§ **Passage provided**
Maybe both the press and social media outlets are beginning to come around to this nonsense. This is from CNBC: Twitter suspends GOP Rep. Marjorie Taylor Greene as Democrats push to expel her from Congress.”

Twitter has once again suspended the account of Rep. Marjorie Taylor Greene, R-Ga., her office said Friday, as dozens of House Democrats move to expel the conspiracy-embracing lawmaker from Congress.

Greene, who has previously promoted the baseless pro-Trump QAnon conspiracy and supported calls for violence against Democrats, said in a campaign message that Twitter suspended her account around 1 a.m. Friday “without explanation,” her office told CNBC.

Greene’s account is locked for 12 hours, according to that campaign message.

Spokespeople for Twitter did not immediately confirm the suspension or provide comment on Greene’s claims.

Twitter had previously temporarily suspended Greene in January for spreading misinformation.

Greene’s office raised suspicions about the timing of the social media giant’s latest action, which allegedly came hours before Rep. Jimmy Gomez, D-Calif., introduced a resolution to expel Greene from Congress. There was no immediate evidence to back up the suspicions.

Amrita Sher-Gil · Self Portrait · 1933

We’re finding more about the Capitol Insurrectionsists. We knew they were violent but any one watching the news last night saw it first hand.  This is from NPR: “Yes, Capitol Rioters Were Armed. Here Are The Weapons Prosecutors Say They Used”.

In the wake of the Jan. 6 insurrection at the U.S. Capitol, a popular narrative has emerged: that because rioters did not fire guns that day, they were not really “armed.”

But a review of the federal charges against the alleged rioters shows that they did come armed, and with a variety of weapons: stun guns, pepper spray, baseball bats and flagpoles wielded as clubs. An additional suspect also allegedly planted pipe bombs by the headquarters of the Democratic and Republican parties the night before the riot and remains at large.

§ **Given material**

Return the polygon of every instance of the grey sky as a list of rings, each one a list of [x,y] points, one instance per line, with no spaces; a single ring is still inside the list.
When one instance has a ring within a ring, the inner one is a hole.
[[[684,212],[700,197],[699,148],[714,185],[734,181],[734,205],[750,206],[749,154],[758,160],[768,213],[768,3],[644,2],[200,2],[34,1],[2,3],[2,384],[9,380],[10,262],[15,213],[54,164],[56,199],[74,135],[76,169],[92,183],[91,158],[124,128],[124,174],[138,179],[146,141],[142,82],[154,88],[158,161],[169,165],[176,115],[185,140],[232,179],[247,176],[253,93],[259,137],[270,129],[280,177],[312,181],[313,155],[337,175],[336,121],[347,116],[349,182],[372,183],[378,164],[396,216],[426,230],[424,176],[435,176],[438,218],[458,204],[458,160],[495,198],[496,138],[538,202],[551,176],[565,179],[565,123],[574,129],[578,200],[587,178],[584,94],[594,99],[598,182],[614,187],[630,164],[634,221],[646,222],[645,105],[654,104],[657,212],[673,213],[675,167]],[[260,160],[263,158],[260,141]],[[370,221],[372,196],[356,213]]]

§ **Aim of the task**
Decide whether each statement below agrees with the passage on Greene's suspension and the Capitol rioters, giving yes or no and quoting the words that settle it: (a) Greene's Twitter account was locked for 12 hours. (b) Twitter promptly confirmed the suspension. (c) The suspect accused of planting pipe bombs has been caught.

§ **Output for this exercise**
(a) Yes: "Greene’s account is locked for 12 hours"
(b) No: "Spokespeople for Twitter did not immediately confirm the suspension"
(c) No: "remains at large"